▸ **WHAT IS BEING ASKED**: Print the crawl budget guide below in full, word for word.

How To Optimise For Crawl Budget

Generally speaking, there are 4 key ways in which you can maximise crawl budget for your website. We discuss each of these in detail in this post.

How To Optimise For Crawl Budget

Now that you’ve read What is Crawl Budget and When Should You Worry About It, you understand what crawl budget is and why it may be something your business needs to think about. Now, you probably want to know how to optimise for it. In the second part of this 2-part blog series, we’ll offer some expert advice to help you understand what you need to know.

How Can I Maximise Crawl Budget?

There are a number of different aspects of your website performance and structure that can cause crawl budget issues. Generally speaking, there are 4  key ways in which you can maximise crawl budget for your website:

  1. Ensure that you have an XML sitemap
  2. Improve site speed
  3. Optimise Site Architecture and internal linking
  4. Limit unnecessary URLs

Ensure you have an XML sitemap

An XML sitemap is a file on your website that feeds search engines data on the pages of the site as well as the crawl priority or hierarchy of site content - in other words it tells search engine crawlers what you want them to look at on your site.

Whilst having an XML sitemap does not guarantee that all your pages will get crawled and indexed, it does increase your chances, particularly if your site architecture and internal linking are not optimal.

A sitemap should be created at the root level of your site (usually mysite.com/sitemap.xml) and you should submit it to major search engines e.g. Google via Google Search Console and Bing via Bing Webmaster tools.

Improve Site Speed

This is a pretty self explanatory one. The faster your pages and links load, the faster a crawler can crawl and index them. By reducing the delay between when a Googlebot visits a page and when it can move to another, you are increasing the chances of that Google bot crawling and indexing more pages.

Ensure that your site content loads quickly by:

1. Using a fast web hosting service

When it comes to site performance, your web hosting service makes a huge difference. It can be tempting to go with the cheapest possible option for web hosting, particularly for a new website, but don’t forget to upgrade as your site begins to get more traffic.

▸ **ENTRIES SUPPLIED**:
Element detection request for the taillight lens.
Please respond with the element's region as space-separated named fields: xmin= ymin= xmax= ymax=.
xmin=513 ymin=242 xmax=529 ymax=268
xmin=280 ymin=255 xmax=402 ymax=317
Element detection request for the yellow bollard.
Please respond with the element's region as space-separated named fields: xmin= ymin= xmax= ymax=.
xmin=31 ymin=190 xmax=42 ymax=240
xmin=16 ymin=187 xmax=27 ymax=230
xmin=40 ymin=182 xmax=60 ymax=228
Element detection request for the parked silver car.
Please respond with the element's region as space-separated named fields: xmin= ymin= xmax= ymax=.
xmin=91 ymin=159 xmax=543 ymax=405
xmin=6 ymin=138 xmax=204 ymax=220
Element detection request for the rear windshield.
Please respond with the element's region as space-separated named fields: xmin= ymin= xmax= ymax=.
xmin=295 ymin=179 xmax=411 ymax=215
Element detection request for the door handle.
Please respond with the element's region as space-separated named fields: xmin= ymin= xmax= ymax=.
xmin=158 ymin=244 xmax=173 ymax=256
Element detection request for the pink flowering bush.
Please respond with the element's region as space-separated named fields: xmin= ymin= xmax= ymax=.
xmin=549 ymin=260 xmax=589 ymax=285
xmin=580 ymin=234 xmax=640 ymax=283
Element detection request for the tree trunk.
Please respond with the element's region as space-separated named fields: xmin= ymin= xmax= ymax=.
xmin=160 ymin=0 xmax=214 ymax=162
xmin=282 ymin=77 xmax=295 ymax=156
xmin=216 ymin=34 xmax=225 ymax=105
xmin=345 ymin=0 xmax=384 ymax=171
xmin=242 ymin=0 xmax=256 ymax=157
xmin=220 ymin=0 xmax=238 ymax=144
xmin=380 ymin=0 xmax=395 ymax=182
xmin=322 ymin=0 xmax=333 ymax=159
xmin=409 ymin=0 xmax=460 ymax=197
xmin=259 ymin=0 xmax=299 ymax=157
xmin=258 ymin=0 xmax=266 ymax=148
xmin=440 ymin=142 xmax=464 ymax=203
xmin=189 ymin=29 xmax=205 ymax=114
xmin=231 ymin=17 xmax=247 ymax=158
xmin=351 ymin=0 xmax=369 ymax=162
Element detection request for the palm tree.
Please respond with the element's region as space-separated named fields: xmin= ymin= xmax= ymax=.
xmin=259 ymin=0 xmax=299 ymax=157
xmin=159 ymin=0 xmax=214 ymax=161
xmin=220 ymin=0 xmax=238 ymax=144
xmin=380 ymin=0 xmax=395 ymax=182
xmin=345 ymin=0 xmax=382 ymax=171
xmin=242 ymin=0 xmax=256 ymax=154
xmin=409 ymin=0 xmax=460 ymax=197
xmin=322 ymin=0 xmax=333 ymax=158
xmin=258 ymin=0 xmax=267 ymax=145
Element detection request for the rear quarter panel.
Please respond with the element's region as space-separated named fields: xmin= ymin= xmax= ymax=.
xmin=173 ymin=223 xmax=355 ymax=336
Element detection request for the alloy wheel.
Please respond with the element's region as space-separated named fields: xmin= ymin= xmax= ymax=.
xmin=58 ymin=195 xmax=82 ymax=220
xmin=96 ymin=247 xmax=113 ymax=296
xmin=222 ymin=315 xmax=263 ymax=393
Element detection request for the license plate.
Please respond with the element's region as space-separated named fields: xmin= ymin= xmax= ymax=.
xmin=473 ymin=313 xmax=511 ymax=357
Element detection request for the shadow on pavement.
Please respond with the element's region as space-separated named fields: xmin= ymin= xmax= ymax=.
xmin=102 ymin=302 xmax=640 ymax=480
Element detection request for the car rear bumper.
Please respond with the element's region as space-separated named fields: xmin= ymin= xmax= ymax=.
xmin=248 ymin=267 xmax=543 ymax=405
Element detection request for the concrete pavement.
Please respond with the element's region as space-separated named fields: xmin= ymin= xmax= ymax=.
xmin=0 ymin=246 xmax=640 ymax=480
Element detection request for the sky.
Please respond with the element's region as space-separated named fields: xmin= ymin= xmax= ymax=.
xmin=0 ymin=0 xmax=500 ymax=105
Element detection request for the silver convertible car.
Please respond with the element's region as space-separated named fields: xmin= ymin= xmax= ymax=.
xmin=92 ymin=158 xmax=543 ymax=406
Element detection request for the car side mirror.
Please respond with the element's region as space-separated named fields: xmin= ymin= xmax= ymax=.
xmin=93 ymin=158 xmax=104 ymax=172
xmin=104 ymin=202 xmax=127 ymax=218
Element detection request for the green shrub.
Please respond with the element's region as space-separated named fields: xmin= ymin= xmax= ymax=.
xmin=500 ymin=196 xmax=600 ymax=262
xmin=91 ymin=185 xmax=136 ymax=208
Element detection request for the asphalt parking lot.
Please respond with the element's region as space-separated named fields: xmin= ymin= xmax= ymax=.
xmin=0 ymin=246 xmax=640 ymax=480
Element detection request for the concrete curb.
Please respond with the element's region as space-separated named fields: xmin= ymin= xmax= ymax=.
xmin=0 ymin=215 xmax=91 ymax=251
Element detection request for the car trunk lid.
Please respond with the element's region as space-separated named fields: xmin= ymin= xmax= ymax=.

▸ **RESULT OF THIS EXERCISE**:
How To Optimise For Crawl Budget

Generally speaking, there are 4 key ways in which you can maximise crawl budget for your website. We discuss each of these in detail in this post.

How To Optimise For Crawl Budget

Now that you’ve read What is Crawl Budget and When Should You Worry About It, you understand what crawl budget is and why it may be something your business needs to think about. Now, you probably want to know how to optimise for it. In the second part of this 2-part blog series, we’ll offer some expert advice to help you understand what you need to know.

How Can I Maximise Crawl Budget?

There are a number of different aspects of your website performance and structure that can cause crawl budget issues. Generally speaking, there are 4  key ways in which you can maximise crawl budget for your website:

  1. Ensure that you have an XML sitemap
  2. Improve site speed
  3. Optimise Site Architecture and internal linking
  4. Limit unnecessary URLs

Ensure you have an XML sitemap

An XML sitemap is a file on your website that feeds search engines data on the pages of the site as well as the crawl priority or hierarchy of site content - in other words it tells search engine crawlers what you want them to look at on your site.

Whilst having an XML sitemap does not guarantee that all your pages will get crawled and indexed, it does increase your chances, particularly if your site architecture and internal linking are not optimal.

A sitemap should be created at the root level of your site (usually mysite.com/sitemap.xml) and you should submit it to major search engines e.g. Google via Google Search Console and Bing via Bing Webmaster tools.

Improve Site Speed

This is a pretty self explanatory one. The faster your pages and links load, the faster a crawler can crawl and index them. By reducing the delay between when a Googlebot visits a page and when it can move to another, you are increasing the chances of that Google bot crawling and indexing more pages.

Ensure that your site content loads quickly by:

1. Using a fast web hosting service

When it comes to site performance, your web hosting service makes a huge difference. It can be tempting to go with the cheapest possible option for web hosting, particularly for a new website, but don’t forget to upgrade as your site begins to get more traffic.